ZIEL DER ÜBUNG :: Bearbeite die gesamte folgende Auflistung so, dass „canyon“ durch „ravine“ ersetzt wird und alles Übrige unverändert bleibt. Lass die Bilder in der Antwort weg.

++++ EINGABE DER AUFGABE

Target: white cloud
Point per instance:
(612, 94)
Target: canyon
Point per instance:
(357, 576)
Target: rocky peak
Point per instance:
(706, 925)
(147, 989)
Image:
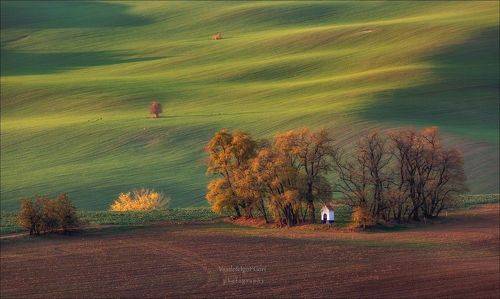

++++++++

ANTWORT ZUR ÜBUNG ::
Target: white cloud
Point per instance:
(612, 94)
Target: ravine
Point per instance:
(357, 576)
Target: rocky peak
Point per instance:
(706, 925)
(147, 989)
Image:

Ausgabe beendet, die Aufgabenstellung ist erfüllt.